EXCERPTED PASSAGE:
Recurrent neural network (RNN)

The most popular approach to sentence generation is utilizing the RNN model. Currently, the most successful RNN model is the LSTM, where the gates in each neuron help the model predict the next word in a sentence based on the surrounding contextual words [24]. Many more models based on the LSTM network have been recently proposed, e.g., bidirectional LSTM [25]. Various studies have employed the LSTM for sentence generation, either directly [26] or as an embedded model [27]. In this paper, the LSTM is applied as a word predictor based on the input which is a sequence of words.

Generative adversarial network (GAN)

Records from a data collection:
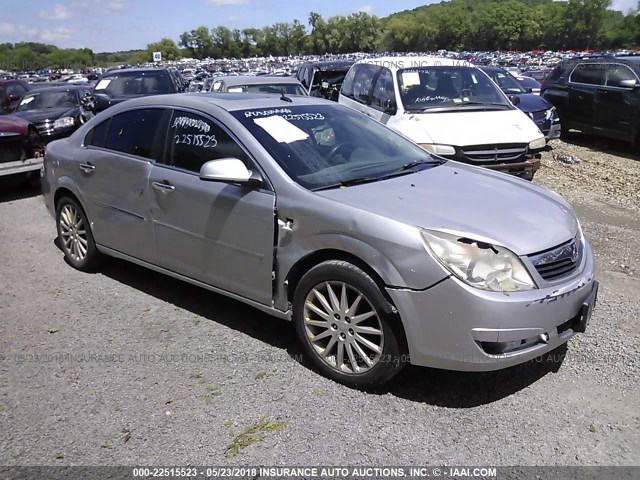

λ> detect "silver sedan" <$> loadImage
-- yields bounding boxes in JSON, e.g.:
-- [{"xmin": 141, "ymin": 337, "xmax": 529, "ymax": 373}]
[{"xmin": 43, "ymin": 94, "xmax": 598, "ymax": 386}]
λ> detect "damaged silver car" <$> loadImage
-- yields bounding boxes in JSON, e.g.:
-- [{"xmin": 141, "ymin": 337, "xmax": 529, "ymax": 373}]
[{"xmin": 43, "ymin": 94, "xmax": 598, "ymax": 386}]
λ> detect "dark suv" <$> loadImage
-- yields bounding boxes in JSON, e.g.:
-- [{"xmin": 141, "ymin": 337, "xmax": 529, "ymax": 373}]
[
  {"xmin": 541, "ymin": 57, "xmax": 640, "ymax": 143},
  {"xmin": 85, "ymin": 68, "xmax": 184, "ymax": 112}
]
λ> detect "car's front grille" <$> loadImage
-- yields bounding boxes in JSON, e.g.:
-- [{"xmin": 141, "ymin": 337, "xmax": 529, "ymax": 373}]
[
  {"xmin": 35, "ymin": 120, "xmax": 53, "ymax": 135},
  {"xmin": 0, "ymin": 134, "xmax": 27, "ymax": 163},
  {"xmin": 460, "ymin": 143, "xmax": 527, "ymax": 165},
  {"xmin": 529, "ymin": 110, "xmax": 547, "ymax": 123},
  {"xmin": 529, "ymin": 236, "xmax": 581, "ymax": 280}
]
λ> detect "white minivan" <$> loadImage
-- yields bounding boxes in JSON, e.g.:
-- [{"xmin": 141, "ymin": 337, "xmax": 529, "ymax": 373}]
[{"xmin": 338, "ymin": 56, "xmax": 546, "ymax": 180}]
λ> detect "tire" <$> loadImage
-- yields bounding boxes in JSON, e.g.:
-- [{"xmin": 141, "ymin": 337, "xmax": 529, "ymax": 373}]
[
  {"xmin": 56, "ymin": 197, "xmax": 102, "ymax": 272},
  {"xmin": 293, "ymin": 260, "xmax": 407, "ymax": 387}
]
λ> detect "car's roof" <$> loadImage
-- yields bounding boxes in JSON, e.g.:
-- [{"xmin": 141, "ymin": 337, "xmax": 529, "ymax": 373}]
[
  {"xmin": 215, "ymin": 75, "xmax": 300, "ymax": 86},
  {"xmin": 107, "ymin": 93, "xmax": 345, "ymax": 112},
  {"xmin": 356, "ymin": 56, "xmax": 474, "ymax": 70},
  {"xmin": 29, "ymin": 84, "xmax": 91, "ymax": 94},
  {"xmin": 102, "ymin": 68, "xmax": 169, "ymax": 76}
]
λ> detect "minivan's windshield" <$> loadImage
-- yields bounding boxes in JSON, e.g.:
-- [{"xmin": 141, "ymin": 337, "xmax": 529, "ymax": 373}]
[
  {"xmin": 233, "ymin": 104, "xmax": 444, "ymax": 190},
  {"xmin": 398, "ymin": 66, "xmax": 511, "ymax": 112}
]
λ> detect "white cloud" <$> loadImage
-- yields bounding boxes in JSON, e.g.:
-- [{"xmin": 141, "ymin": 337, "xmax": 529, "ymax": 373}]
[
  {"xmin": 39, "ymin": 27, "xmax": 71, "ymax": 44},
  {"xmin": 356, "ymin": 5, "xmax": 373, "ymax": 14},
  {"xmin": 74, "ymin": 0, "xmax": 125, "ymax": 15},
  {"xmin": 609, "ymin": 0, "xmax": 638, "ymax": 13},
  {"xmin": 207, "ymin": 0, "xmax": 247, "ymax": 7},
  {"xmin": 38, "ymin": 3, "xmax": 71, "ymax": 20}
]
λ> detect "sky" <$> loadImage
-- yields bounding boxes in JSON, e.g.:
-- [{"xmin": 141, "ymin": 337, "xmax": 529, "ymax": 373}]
[{"xmin": 0, "ymin": 0, "xmax": 637, "ymax": 53}]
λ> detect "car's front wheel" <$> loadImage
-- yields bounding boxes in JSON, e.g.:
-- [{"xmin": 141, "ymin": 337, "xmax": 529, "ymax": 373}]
[
  {"xmin": 56, "ymin": 197, "xmax": 100, "ymax": 271},
  {"xmin": 293, "ymin": 260, "xmax": 406, "ymax": 386}
]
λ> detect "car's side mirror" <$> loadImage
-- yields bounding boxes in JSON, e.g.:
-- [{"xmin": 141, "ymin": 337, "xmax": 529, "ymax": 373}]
[
  {"xmin": 383, "ymin": 98, "xmax": 398, "ymax": 115},
  {"xmin": 200, "ymin": 158, "xmax": 262, "ymax": 185},
  {"xmin": 85, "ymin": 93, "xmax": 111, "ymax": 113},
  {"xmin": 617, "ymin": 80, "xmax": 640, "ymax": 88}
]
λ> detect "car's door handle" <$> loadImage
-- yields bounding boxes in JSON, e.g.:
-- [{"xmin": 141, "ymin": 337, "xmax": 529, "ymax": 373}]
[{"xmin": 152, "ymin": 180, "xmax": 176, "ymax": 193}]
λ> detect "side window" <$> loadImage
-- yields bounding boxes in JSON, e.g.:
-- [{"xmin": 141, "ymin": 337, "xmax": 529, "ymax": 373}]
[
  {"xmin": 371, "ymin": 68, "xmax": 396, "ymax": 111},
  {"xmin": 606, "ymin": 64, "xmax": 638, "ymax": 87},
  {"xmin": 545, "ymin": 64, "xmax": 564, "ymax": 83},
  {"xmin": 105, "ymin": 108, "xmax": 164, "ymax": 160},
  {"xmin": 569, "ymin": 63, "xmax": 607, "ymax": 85},
  {"xmin": 7, "ymin": 83, "xmax": 27, "ymax": 97},
  {"xmin": 167, "ymin": 111, "xmax": 252, "ymax": 173},
  {"xmin": 353, "ymin": 64, "xmax": 380, "ymax": 104},
  {"xmin": 84, "ymin": 119, "xmax": 110, "ymax": 147}
]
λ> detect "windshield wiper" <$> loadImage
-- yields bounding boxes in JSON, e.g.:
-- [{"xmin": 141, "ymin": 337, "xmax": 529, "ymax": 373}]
[
  {"xmin": 398, "ymin": 157, "xmax": 447, "ymax": 173},
  {"xmin": 311, "ymin": 177, "xmax": 386, "ymax": 192},
  {"xmin": 418, "ymin": 102, "xmax": 509, "ymax": 113}
]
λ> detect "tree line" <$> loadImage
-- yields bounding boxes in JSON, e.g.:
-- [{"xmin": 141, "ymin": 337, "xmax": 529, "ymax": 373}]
[{"xmin": 0, "ymin": 0, "xmax": 640, "ymax": 71}]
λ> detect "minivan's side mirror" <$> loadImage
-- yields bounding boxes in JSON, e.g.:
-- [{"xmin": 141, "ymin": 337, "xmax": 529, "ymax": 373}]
[
  {"xmin": 200, "ymin": 158, "xmax": 262, "ymax": 184},
  {"xmin": 616, "ymin": 80, "xmax": 640, "ymax": 88}
]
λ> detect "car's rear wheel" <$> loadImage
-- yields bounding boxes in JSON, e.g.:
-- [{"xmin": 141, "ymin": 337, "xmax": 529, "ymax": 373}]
[
  {"xmin": 293, "ymin": 260, "xmax": 406, "ymax": 386},
  {"xmin": 56, "ymin": 197, "xmax": 101, "ymax": 271}
]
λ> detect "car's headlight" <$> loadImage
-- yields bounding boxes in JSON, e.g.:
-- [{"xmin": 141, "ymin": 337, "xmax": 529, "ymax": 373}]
[
  {"xmin": 419, "ymin": 143, "xmax": 456, "ymax": 155},
  {"xmin": 53, "ymin": 117, "xmax": 76, "ymax": 128},
  {"xmin": 421, "ymin": 230, "xmax": 537, "ymax": 292},
  {"xmin": 529, "ymin": 137, "xmax": 547, "ymax": 150},
  {"xmin": 544, "ymin": 107, "xmax": 556, "ymax": 120}
]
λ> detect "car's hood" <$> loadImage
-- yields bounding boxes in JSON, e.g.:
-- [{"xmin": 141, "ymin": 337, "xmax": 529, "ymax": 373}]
[
  {"xmin": 0, "ymin": 115, "xmax": 29, "ymax": 135},
  {"xmin": 316, "ymin": 161, "xmax": 578, "ymax": 255},
  {"xmin": 510, "ymin": 93, "xmax": 553, "ymax": 113},
  {"xmin": 387, "ymin": 107, "xmax": 542, "ymax": 146},
  {"xmin": 14, "ymin": 107, "xmax": 80, "ymax": 123}
]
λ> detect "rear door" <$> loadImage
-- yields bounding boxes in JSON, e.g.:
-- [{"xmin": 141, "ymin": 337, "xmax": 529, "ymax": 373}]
[
  {"xmin": 148, "ymin": 110, "xmax": 276, "ymax": 305},
  {"xmin": 367, "ymin": 68, "xmax": 398, "ymax": 125},
  {"xmin": 561, "ymin": 63, "xmax": 606, "ymax": 131},
  {"xmin": 594, "ymin": 63, "xmax": 640, "ymax": 140},
  {"xmin": 338, "ymin": 63, "xmax": 382, "ymax": 118}
]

TASKS AND EXERCISES:
a. List every bracketed reference number that appears in the passage on recurrent neural networks.
b. In the passage on recurrent neural networks, copy word for word the part that begins with the words "Recurrent neural network" and ends with "sequence of words.".

THE SOLUTIONS:
a. [24], [25], [26], [27]

b.
Recurrent neural network (RNN)

The most popular approach to sentence generation is utilizing the RNN model. Currently, the most successful RNN model is the LSTM, where the gates in each neuron help the model predict the next word in a sentence based on the surrounding contextual words [24]. Many more models based on the LSTM network have been recently proposed, e.g., bidirectional LSTM [25]. Various studies have employed the LSTM for sentence generation, either directly [26] or as an embedded model [27]. In this paper, the LSTM is applied as a word predictor based on the input which is a sequence of words.